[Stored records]
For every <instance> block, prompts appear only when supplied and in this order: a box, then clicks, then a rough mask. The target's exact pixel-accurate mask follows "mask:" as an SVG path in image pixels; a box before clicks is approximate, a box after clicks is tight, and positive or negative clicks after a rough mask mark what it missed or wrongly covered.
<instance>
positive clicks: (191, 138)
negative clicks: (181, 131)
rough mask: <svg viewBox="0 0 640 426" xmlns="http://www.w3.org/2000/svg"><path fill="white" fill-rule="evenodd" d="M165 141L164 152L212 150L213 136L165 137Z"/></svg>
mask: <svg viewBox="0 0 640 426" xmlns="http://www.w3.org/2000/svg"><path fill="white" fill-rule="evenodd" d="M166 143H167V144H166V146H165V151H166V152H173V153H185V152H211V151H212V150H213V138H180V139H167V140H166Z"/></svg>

WHAT THE EXERCISE ASKS:
Report each line of the data that includes the string "negative".

ANSWER SPACE:
For every <instance> block, prompts appear only when supplied and in this order: a box, then clicks, then a rough mask. The target's exact pixel-accurate mask follows "mask:" as an SVG path in image pixels; a box before clicks is approximate, a box after clicks is tight, and positive or negative clicks after a rough mask mark what it missed or wrongly covered.
negative clicks: (181, 131)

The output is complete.